▶ **Exercise instructions**
Put the records below, from their first line through the line containing "negative clicks: (831, 476) (1165, 500)", into a numbered list, both ends included and blank lines left out.

▶ **Raw data**
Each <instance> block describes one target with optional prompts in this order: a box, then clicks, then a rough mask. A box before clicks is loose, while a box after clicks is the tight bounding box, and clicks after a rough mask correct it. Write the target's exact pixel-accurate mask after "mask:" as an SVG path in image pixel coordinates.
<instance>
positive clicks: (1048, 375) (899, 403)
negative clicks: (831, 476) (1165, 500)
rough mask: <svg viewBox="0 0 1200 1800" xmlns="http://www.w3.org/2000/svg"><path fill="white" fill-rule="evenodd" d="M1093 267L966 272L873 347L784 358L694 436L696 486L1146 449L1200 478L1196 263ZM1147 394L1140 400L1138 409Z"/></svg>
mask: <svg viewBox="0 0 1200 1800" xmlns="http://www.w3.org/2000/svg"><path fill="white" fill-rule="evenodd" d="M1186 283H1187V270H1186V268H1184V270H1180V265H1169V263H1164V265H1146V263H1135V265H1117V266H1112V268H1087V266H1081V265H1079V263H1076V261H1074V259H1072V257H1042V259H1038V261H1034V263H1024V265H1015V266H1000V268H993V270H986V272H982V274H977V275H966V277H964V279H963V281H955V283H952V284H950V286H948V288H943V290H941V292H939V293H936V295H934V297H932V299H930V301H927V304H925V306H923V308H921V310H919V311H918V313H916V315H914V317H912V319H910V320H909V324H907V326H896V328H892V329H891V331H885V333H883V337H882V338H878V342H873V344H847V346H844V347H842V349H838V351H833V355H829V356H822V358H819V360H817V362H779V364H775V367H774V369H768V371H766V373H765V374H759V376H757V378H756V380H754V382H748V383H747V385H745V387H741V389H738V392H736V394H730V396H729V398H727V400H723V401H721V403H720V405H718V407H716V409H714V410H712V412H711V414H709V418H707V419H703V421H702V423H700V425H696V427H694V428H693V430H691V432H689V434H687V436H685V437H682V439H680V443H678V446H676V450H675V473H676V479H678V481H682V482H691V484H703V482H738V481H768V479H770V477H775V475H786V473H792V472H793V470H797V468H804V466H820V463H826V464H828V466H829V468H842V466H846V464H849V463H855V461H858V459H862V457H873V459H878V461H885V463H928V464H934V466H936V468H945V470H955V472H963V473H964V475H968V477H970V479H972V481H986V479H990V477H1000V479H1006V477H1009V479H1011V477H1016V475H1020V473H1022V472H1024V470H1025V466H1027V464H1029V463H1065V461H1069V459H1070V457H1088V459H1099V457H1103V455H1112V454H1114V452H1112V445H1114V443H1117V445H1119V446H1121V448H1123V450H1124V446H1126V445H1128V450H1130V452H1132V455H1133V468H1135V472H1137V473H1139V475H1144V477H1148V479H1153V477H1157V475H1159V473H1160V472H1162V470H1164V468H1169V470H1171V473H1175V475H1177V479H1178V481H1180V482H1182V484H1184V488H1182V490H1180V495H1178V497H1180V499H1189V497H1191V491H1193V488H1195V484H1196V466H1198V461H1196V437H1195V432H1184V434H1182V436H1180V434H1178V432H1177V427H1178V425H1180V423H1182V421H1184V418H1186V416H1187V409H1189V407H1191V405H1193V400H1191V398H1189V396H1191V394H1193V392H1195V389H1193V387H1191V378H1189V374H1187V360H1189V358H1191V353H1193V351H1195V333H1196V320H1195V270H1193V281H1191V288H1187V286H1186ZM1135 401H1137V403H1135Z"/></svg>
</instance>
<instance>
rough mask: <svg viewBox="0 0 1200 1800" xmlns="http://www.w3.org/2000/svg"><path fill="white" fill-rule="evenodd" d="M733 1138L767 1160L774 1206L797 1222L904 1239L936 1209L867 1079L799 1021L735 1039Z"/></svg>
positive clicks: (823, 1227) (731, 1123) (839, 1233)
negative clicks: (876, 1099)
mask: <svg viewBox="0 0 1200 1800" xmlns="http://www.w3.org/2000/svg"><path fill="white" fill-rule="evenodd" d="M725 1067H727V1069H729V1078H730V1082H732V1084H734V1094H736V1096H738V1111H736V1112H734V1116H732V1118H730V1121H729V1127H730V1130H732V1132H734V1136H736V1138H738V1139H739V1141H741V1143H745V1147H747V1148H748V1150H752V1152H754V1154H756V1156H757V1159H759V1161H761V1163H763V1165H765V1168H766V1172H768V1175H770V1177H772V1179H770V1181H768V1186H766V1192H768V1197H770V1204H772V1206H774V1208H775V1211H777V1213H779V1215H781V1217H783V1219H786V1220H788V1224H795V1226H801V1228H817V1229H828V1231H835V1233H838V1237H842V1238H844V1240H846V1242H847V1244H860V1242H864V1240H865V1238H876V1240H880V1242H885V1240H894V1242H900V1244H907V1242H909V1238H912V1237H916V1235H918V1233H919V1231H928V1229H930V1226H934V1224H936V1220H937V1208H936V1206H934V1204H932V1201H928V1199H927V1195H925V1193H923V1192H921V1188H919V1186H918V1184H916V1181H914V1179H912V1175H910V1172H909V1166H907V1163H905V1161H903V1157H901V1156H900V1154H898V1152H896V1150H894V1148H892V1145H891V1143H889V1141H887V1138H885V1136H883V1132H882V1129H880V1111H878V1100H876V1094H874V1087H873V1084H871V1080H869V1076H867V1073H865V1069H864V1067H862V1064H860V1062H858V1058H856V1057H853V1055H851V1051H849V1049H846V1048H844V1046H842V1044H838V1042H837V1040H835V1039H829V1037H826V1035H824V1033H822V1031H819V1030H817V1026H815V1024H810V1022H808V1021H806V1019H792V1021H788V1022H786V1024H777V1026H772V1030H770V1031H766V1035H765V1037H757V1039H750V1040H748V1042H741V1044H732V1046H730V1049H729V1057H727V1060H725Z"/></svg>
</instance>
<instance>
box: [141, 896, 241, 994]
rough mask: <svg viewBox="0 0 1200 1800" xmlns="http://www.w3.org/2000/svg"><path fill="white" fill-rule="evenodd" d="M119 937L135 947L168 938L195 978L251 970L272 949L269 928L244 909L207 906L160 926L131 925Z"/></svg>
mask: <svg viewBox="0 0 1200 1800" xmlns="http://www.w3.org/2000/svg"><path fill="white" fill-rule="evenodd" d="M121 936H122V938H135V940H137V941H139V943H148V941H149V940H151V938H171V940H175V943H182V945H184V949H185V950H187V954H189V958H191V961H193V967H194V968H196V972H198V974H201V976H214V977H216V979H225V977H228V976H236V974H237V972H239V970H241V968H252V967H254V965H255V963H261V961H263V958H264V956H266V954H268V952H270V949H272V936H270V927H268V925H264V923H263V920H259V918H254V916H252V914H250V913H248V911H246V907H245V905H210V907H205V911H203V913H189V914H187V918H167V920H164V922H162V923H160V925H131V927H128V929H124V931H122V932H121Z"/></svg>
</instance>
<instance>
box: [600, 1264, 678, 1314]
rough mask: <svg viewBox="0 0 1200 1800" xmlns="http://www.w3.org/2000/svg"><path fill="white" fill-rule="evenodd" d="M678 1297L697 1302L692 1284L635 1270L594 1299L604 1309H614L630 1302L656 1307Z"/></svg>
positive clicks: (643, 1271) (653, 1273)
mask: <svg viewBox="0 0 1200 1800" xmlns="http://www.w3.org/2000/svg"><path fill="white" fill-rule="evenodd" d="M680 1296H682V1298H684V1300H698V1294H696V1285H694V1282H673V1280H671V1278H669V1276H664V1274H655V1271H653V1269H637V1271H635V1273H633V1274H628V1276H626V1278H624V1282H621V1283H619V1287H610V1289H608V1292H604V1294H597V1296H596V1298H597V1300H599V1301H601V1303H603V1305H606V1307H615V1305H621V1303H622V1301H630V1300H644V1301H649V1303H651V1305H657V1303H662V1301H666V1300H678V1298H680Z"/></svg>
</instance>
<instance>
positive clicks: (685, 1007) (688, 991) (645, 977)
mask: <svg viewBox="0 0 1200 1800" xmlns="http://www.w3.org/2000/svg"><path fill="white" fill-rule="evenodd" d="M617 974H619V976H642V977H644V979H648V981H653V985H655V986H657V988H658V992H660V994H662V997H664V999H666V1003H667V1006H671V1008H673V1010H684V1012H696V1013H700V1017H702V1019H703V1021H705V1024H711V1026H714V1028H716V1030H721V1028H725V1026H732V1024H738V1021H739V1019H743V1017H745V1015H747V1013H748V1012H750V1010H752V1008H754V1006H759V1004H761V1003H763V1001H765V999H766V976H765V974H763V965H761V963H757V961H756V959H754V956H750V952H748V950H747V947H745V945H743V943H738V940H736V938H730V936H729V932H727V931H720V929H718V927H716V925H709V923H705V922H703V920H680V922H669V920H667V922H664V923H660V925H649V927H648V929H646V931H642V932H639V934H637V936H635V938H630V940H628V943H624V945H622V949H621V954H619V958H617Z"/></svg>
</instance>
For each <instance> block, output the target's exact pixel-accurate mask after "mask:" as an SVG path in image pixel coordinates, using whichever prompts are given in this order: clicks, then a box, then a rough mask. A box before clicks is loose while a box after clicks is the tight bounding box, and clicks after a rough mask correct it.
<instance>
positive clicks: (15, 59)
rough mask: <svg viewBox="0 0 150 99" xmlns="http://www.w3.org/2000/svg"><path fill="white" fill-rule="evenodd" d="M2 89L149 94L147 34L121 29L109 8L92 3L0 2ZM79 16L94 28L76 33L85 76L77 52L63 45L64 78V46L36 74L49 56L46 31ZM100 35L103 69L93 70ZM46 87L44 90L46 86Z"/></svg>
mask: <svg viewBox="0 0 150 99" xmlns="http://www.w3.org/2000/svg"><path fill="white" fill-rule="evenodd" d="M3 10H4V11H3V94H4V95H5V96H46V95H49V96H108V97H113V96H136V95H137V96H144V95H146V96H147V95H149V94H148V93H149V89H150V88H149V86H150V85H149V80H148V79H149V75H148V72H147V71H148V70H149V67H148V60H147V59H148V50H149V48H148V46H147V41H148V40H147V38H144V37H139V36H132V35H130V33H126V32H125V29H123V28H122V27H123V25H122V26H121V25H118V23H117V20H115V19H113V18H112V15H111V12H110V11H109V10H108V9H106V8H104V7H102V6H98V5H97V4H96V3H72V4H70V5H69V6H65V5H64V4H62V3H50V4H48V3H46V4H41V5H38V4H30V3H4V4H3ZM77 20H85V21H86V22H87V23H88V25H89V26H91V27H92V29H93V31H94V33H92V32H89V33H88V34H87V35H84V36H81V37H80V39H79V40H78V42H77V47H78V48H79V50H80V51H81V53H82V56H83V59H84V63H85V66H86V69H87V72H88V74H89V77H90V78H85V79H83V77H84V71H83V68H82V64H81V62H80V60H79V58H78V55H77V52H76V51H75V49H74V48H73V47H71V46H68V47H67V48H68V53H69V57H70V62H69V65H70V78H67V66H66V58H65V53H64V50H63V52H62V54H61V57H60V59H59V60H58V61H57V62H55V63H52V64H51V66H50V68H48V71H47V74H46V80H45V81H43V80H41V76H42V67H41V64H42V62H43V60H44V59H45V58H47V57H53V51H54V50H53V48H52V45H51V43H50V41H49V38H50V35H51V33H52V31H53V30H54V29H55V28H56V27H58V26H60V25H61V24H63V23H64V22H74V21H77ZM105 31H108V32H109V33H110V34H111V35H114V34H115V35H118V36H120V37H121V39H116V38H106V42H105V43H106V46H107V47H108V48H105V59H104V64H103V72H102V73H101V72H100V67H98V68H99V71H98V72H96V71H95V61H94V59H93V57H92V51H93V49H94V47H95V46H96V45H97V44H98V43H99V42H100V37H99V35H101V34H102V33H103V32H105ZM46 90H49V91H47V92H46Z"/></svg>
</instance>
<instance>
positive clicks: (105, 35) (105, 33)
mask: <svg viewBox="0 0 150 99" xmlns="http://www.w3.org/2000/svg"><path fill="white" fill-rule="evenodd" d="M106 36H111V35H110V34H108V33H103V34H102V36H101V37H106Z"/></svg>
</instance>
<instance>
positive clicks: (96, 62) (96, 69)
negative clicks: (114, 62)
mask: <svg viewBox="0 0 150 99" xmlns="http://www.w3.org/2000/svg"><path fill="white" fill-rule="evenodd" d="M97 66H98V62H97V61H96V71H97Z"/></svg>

▶ **Result**
1. Each <instance> block describes one target with optional prompts in this order: a box, then clicks, then a rough mask. A box before clicks is loose, while a box after clicks is the tight bounding box, and clicks after a rough mask correct it. Write the target's exact pixel-accurate mask after "mask:" as an SVG path in image pixel coordinates.
2. <instance>
3. positive clicks: (1048, 375) (899, 403)
4. negative clicks: (831, 476) (1165, 500)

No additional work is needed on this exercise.